[CONSIGNES ÉCRITES]:
A - D'après le portrait de Marthe Melguen, en quelle année et à quelle occasion a-t-elle croisé Xavier Le Pichon ?
B - Poursuivez le portrait de Marthe Melguen après sa dernière phrase, dans le même style.

[TEXTE SOURCE]:
Marthe Melguen, inclassable géologue marin
C’est sans doute l’intérêt pour la beauté et l’histoire de la nature qui a conduit Marthe Melguen à la géologie marine et à la mer. Mais elle aurait pu faire bien d’autres choses ! Elle a d’ailleurs mené sa carrière de façon à satisfaire son insatiable soif de découvertes. Une réflexion originale sur les paramètres qui influencent les choix opérés au cours de l’existence.
La mer a bercé son enfance. Marthe Melguen est née et a grandi au port du Fret, en presqu’île de Crozon, en face de Brest, de l’autre côté de la rade. L’été, elle s’y baignait, et toute l’année, elle côtoyait les pêcheurs qui livraient leurs coquilles à ses grands-parents et fréquentaient leur bar. Pourtant, ce n’est pas spécialement l’étude du milieu maritime qui l’a attirée, mais les sciences naturelles en général, c’est-à-dire les sciences d’observation et les analyses associées. « Ainsi, dit-elle, ce qui m’intéressait, c’était la recherche d’indices, dont des fossiles, pour recréer l’histoire géologique d’une falaise, d’une côte, et ce, notamment, en m’appuyant sur les phénomènes marins actuels. » Sa formation à la recherche en Allemagne a, de ce point de vue, été de qualité. De la sédimentologie à la gestion des pollutions maritimes en passant par les relations politiques internationales, elle a toujours eu à cœur de dresser l’état des lieux et de l’analyser avant d’élaborer des propositions. Et si elle devait aujourd’hui donner un conseil aux jeunes gens, ce serait de « développer une attitude d’esprit à l’observation, à l’interrogation, de se former à la recherche, ce qui est utile dans tous les métiers ».
L’importance des rencontres
Marthe Melguen se sent redevable à certaines fortes personnalités qui ont orienté le cours de sa carrière. Sans ces précieuses et imprévisibles rencontres, sans doute sa vie professionnelle eût-elle été tout autre. Le premier nom qu’elle cite est celui de Xavier Le Pichon, le géodynamicien à l’origine de la tectonique des plaques et de la création du département de géologie du Centre national pour l’exploitation des océans (Cnexo), qui deviendra l’Ifremer. Elle l’a croisé en 1969 lors d’un congrès en Allemagne, où elle préparait sa thèse de géologie marine dans le cadre d’une collaboration entre l’université de Rennes et celle de Kiel. « J’étais la Française de service et l’on m’avait chargée de le recevoir. Le courant est bien passé, et il m’a ensuite obtenu une bourse du Cnexo, afin que je puisse continuer ma préparation de thèse en Allemagne, dans la perspective d’une entrée dans l’équipe de géosciences qu’il était en train de constituer. Il était très exigeant, mais savait aussi beaucoup donner de son temps et de ses conseils. » Elle évoque notamment avec plaisir les heures passées, après le travail, à discuter philosophie et religion.
Si Xavier Le Pichon a particulièrement compté, Marthe Melguen n’oublie pas pour autant que chronologiquement, le professeur Seibold a été déterminant. Il était enthousiasmé par l’idée, alors peu commune, de développer les échanges d’étudiants entre universités de différents pays. Il l’accueille en 1968 à Kiel, dans son laboratoire de géologie, pour travailler sur les sédiments du nord du golfe Persique. A son contact, elle prend conscience de l’importance qu’il y a pour un étudiant de se sentir épaulé, conforté, de savoir que ses travaux sont importants. Une leçon de vie qu’elle tâchera toujours de mettre en application vis-à-vis des jeunes qu’elle aura ensuite à encadrer.

[DONNÉES PRÉSENTÉES]:

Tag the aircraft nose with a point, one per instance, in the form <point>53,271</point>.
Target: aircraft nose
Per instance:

[RÉPONSES DANS L'ORDRE]:
A - En 1969, lors d'un congrès en Allemagne.

B -
En 1971, elle intègre l’équipe de géosciences de Xavier Le Pichon, où elle demeure huit ans. Elle travaille principalement sur deux sujets de recherche, le paléoenvironnement de l’Atlantique Sud et l’influence des courants profonds dans la formation des nodules polymétalliques. En 1979, le directeur du Centre océanologique de Bretagne, Jean Vicariot, lui propose de prendre la direction du Bureau national de données océanographiques (BNDO), chargé de l’archivage, du traitement et de la diffusion des données collectées par l’ensemble des navires océanographiques français.
Elle saisit cette chance et assure la direction du BNDO durant six ans, mettant en place notamment la chaîne de traitement des données du sondeur multifaisceaux Seabeam embarqué à bord du navire océanographique Jean Charcot.
Courant 1985, suite à des changements de politique liés, entre autres, à la création de l’Ifremer, Marthe Melguen considère qu’il n’y a plus de possibilités de développement pour le BNDO, dont la mission paraît remise en cause. Elle souhaite alors s’orienter vers un autre poste et d’autres perspectives.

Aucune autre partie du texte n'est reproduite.